● **Supplied text**
**********
No Double Whammy of Side Effects From Dual COVID-Flu JabsJuly 15, 2022
Patients receiving a COVID-19 mRNA booster vaccine were more likely to report mild systemic reactions if they were simultaneously vaccinated against seasonal influenza, a study showed.
Data from the CDC’s v-safe program showed more reports of symptoms in the 7 days after concurrent receipt of a flu vaccine with either the Pfizer-BioNTech booster (adjusted OR 1.08, 95% CI 1.06-1.10) or the Moderna booster (adjusted OR 1.11, 95% CI 1.08-1.14) compared with people who received either booster alone, reported Anne Hause, PhD, of the CDC in Atlanta, and colleagues.
However, the excess systemic reactions resulted in mostly mild symptoms including fatigue, headache, and myalgia, according to the retrospective cohort study in JAMA Network Open.
What’s more, a nocebo effect may have been at play given the study’s nonrandomized nature and reliance on a self-report registry, according to Kathryn Hall, PhD, MPH, molecular biologist at Brigham and Women’s Hospital in Boston, and colleagues.
“Thus, while messaging could include the fact that serious reactions are rare even when the vaccines are given concomitantly, in light of these data, clinicians can confidently inform patients that concurrent administration of the COVID-19 booster and seasonal influenza vaccine is both safe and associated with only a slight increase in adverse events compared with the COVID-19 booster alone,” Hall and co-authors wrote in an accompanying editorial.
**********
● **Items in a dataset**
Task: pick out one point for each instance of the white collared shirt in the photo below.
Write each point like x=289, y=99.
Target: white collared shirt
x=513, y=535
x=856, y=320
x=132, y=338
**********
● **Required actions**
1. Answer these questions from the article on combined COVID-19 and flu vaccination, one line each.
(a) Which CDC program provided the data?
(b) In which journal did the retrospective cohort study appear?
(c) What three mild symptoms does the article list?
2. Write the next part of the article on combined COVID-19 and flu vaccination, starting after its final sentence.

● **Responses for each task**
1.
(a) The v-safe program.
(b) JAMA Network Open.
(c) Fatigue, headache, and myalgia.

2.
Hause’s group noted that both COVID-19 and influenza vaccines are important for respiratory health and suggested that receiving both vaccines together may improve coverage for each other.
Some physicians are currently recommending that people get COVID-19 booster shots as soon as possible, even during the summer, as highly-transmissible BA.5 becomes the dominant variant in the U.S.
At the same time, however, the country’s flu vaccination program is faltering during the pandemic, according to Hall and colleagues.
“Nationally, during the 2020 to 2021 season, influenza vaccination coverage was only 50.2%. Significant disparities have also been noted by race and ethnicity. Influenza results in significant morbidity annually which could be averted by increased vaccination coverage,” according to the editorialists.
Ultimately, they urged “the development of public health campaigns to increase dual vaccination.”
The cohort study used self-reported data from 981,099 people after vaccination. Data was collected from September 22, 2021 to May 1, 2022 via the voluntary application v-safe, a smartphone based monitoring system established by the CDC.
Study authors did not collect data on influenza vaccines alone as they are considered to not be particularly reactogenic.
Limitations of the study included the questionable generalizability of the results to the general population. Furthermore, v-safe was not designed to collect data on rare, unsolicited adverse events, and there were no records on the type of influenza vaccine used, according to Hause’s group.
The study received funding from the CDC.
Hause and Hall reported no conflicts of interest.